> **REQUIREMENT**: Each record should be given back exactly, with none missing.

※

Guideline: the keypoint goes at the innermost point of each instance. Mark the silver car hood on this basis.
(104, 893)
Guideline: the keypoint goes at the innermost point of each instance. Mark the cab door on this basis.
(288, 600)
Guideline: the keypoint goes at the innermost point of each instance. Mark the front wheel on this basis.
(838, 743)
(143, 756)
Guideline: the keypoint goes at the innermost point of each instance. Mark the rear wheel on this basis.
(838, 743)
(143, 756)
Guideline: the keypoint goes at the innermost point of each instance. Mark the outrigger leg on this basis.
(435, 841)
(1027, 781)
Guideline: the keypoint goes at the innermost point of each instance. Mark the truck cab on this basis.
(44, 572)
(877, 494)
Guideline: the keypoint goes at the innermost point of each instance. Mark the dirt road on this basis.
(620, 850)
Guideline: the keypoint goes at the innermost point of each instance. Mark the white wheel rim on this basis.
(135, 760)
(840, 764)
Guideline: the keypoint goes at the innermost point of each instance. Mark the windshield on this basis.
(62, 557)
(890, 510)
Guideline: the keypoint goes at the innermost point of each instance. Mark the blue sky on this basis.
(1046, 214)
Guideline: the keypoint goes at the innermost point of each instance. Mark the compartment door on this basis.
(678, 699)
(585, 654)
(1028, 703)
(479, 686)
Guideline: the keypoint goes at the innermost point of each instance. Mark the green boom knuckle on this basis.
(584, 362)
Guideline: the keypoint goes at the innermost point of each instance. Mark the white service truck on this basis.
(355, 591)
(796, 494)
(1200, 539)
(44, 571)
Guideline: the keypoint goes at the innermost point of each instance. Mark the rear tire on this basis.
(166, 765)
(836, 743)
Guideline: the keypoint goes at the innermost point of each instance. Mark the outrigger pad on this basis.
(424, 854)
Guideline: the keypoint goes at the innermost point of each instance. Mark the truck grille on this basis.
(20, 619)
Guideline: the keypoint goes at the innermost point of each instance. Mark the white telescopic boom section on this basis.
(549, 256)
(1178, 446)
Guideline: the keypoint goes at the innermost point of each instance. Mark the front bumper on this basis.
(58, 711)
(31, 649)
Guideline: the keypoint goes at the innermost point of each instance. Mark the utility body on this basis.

※

> **SOLUTION FOR THIS TASK**:
Guideline: the keypoint goes at the innermost point of each instance. Mark the silver car hood on this basis.
(104, 893)
Guideline: the keypoint goes at the innermost point of each instance. Mark the cab door on this basis.
(288, 600)
Guideline: the keypoint goes at the innermost point of each instance. Mark the front wheel on this basis.
(838, 743)
(143, 756)
Guideline: the keypoint goes at the innermost point of each instance. Mark the rear wheel on this basis.
(838, 743)
(143, 756)
Guideline: the keypoint goes at the innermost point of each instance. Mark the outrigger leg on this basis.
(435, 841)
(1027, 781)
Guideline: the keypoint goes at the innermost point of each instance. Mark the truck cab on this basis.
(44, 572)
(877, 494)
Guideline: the keypoint goes at the innermost point of each instance. Mark the dirt road on this basis.
(620, 850)
Guideline: the keypoint goes at the innermost point of each instance. Mark the white wheel rim on this basis.
(135, 760)
(840, 764)
Guideline: the keypoint goes at the innermost point of each instance. Mark the windshield on this basis.
(62, 557)
(890, 510)
Guideline: the keypoint goes at the innermost point of each instance. Mark the blue sky on this basis.
(1046, 214)
Guideline: the keypoint goes at the innermost point of each instance. Mark the compartment door on this basis.
(678, 699)
(585, 654)
(1028, 703)
(479, 686)
Guideline: the keypoint goes at the innermost point of each instance. Mark the green boom knuckle on this basis.
(584, 362)
Guideline: the keypoint goes at the innermost point of each instance. Mark the white service truck on this basis.
(355, 591)
(796, 494)
(1200, 539)
(44, 571)
Guideline: the keypoint goes at the innermost point of each instance. Mark the rear tire on this basis.
(166, 765)
(836, 743)
Guideline: the keypoint goes at the innermost point of each instance. Mark the outrigger pad on this basis.
(424, 854)
Guideline: the keypoint goes at the innermost point of each instance. Mark the truck grille on this basis.
(20, 619)
Guideline: the keypoint goes at the innermost point of each instance. Mark the white telescopic boom section on this basis.
(549, 256)
(1178, 446)
Guideline: the keypoint goes at the innermost point of each instance. Mark the front bumper on this basis.
(58, 711)
(31, 649)
Guideline: the keypoint goes at the innermost point of each instance. Mark the utility body on this basis.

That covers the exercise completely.